Before this teardown I had assumed the haptic feedback came from a motor with an eccentric weight on its shaft, common for cell phone vibrations and such. This device was too long to be a spinning motor, so I wanted to see inside. It was wrapped in no less than four layers of sheet metal. So thin, they were barely more rigid than paper and practically razor blades. I had to be very careful peeling them apart to find a small coil-wrapped armature between two magnets.

The mainboard of the mouse is almost boring in comparison to the rest of this device, but it does confirm the Dali name with:

Dali
Navigation_V2R0

I was surprised to see that the mouse position optical sensor is separate from its illuminating LED instead of together in an integrated enclosure. I briefly thought about removing the sensor for novelty’s sake, but these things are tiny. I decided not to spend time getting something I’ll lose the next time I sneezed.

This was an epic teardown. The Microsoft Arc Mouse is a premium product, significantly more expensive than lowest-bidder Bluetooth mice on Amazon. But I love its novel design. After seeing all its components, I’m actually surprised it isn’t more expensive. In fact, I’m surprised it got approved for manufacture at all! I wonder if mechanical engineers have managed to simplify construction of current generation Arc Mouse, but they are too expensive for me to buy one just to take apart. Perhaps someday I’ll have a chance to pick up a broken unit and take it apart for comparison.

Black & Decker Clothes Iron (IR0175W)

The main job of an iron is to make a flat piece of metal hot so we can use it to flatten wrinkles in our clothes. This particular iron was retired when it could no longer reliably do that one job. When plugged in, it would get hot as expected. Once it reached a certain temperature, it would slowly cool down, which is also expected. But it failed to turn the heat back on quickly. This iron would cool to almost room temperature before it would heat itself back up. I tried to find other use for it, but I’ve decided to take it apart. If I can fix it great, if not I will dispose of the remains.

No manufacturing date was visible on the product label. We see the old Black & Decker logo and searching for this model number IR0175W returned no results. Judging by appearance I would guess it is roughly twenty years old, because Apple made this “Bondi Blue” color cool in 1998 with the original iMac. Within a few years, everything made of plastic was available in this shade of translucent blue alongside white plastic.

> Data section:
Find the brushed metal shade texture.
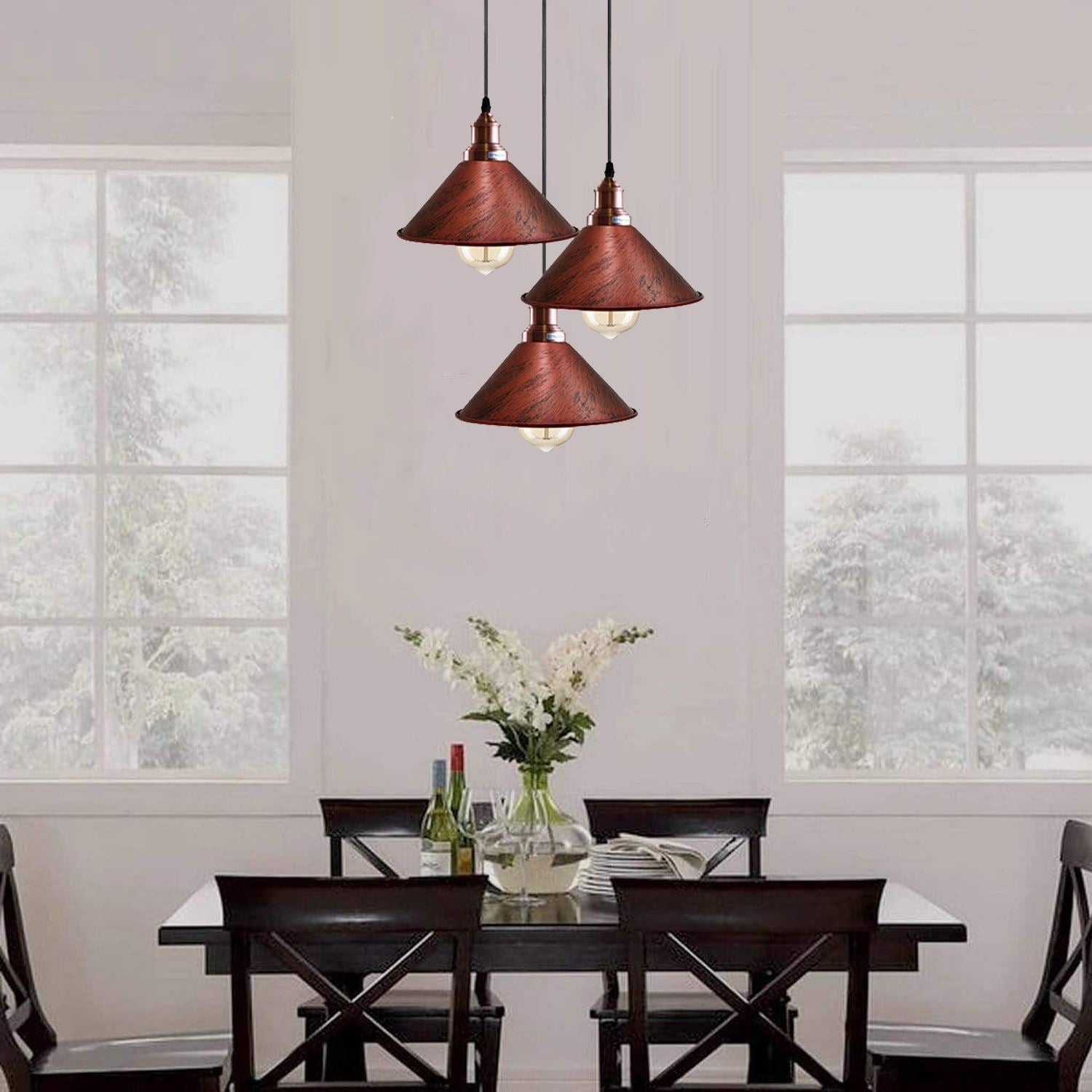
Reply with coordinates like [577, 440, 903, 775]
[523, 177, 703, 312]
[456, 308, 637, 428]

> Given instruction:
Write the next part of the iron teardown text above, continuing after its last sentence.

> Response below:
The only externally visible fastener was a Torx 10 screw just below the power wire. It’s even a “security” Torx with a little post in the middle. It was quickly dispatched so this back plate can be removed revealing ordinary Philips head fasteners for the remainder of this teardown. “This would be easy!” I thought.

I was sadly mistaken. I couldn’t figure out how to remove the top plate elegantly and resorted to brute force. After it was torn off, I saw it was secured by a Philips fastener that was hidden under the steam pump button. (See green rectangles in above picture.) This button had plastic clips so that, once installed, it could not be removed. I see no way to open this without damage. This external enclosure is ruined, I’m not going to be able to fix it and put it back together.

The circuit board in the handle is interesting. It had 120AC line (red, labeled L AC2) and neutral (blue, labeled N AC1) coming in, and an output line (yellow, labeled OUT). The yellow and blue wires connect to the body of the iron, so this blue rectangular relay is definitely capable of switching the heat on or off. However, it is not in charge of temperature control, because there is no way for it to sense the current temperature or read the user adjustable temperature setting dial. This circuit board does have a mechanical sensor of some sort in the black rounded enclosure visible just to the right of the blue relay. It makes sounds when I shake it that is consistent with a little metal ball inside. I hypothesize this circuit implements the safety timer. If no motion is sensed over a time period, turn off the heat.

Removing the top deck and temperature dial revealed the Bondi Blue water reservoir. We can see the top end of the temperature regulation mechanism where it connected to the temperature dial.

Not much new is revealed once the water reservoir was removed. I was amused to notice that the reservoir was installed incorrectly at the factory. We can see the orange water gasket leading to the hot bits was crushed out of place for roughly one quarter of its perimeter. Thankfully I never noticed a leak from this error, though I didn’t use the steam function very much anyway.

The bottom-most layer in this stack: Heating elements permanently enclosed and bonded to the metal ironing surface. The temperature regulation system is fastened to the top of this layer.

Temperature regulation is a mechanical system centered around a bimetallic strip. Simple in theory: the circuit is closed to heat things until the strip changes its shape and opens the circuit. The system closely cools until the strip changes its shape again to close the circuit and repeat the process. Turning the heating level knob (top layer) I see it is a threaded contraption that ends in a white insulator point pushing on the second layer. Turning the dial subtly changes the bimetallic strip assembly geometry so it changes shape at different temperatures.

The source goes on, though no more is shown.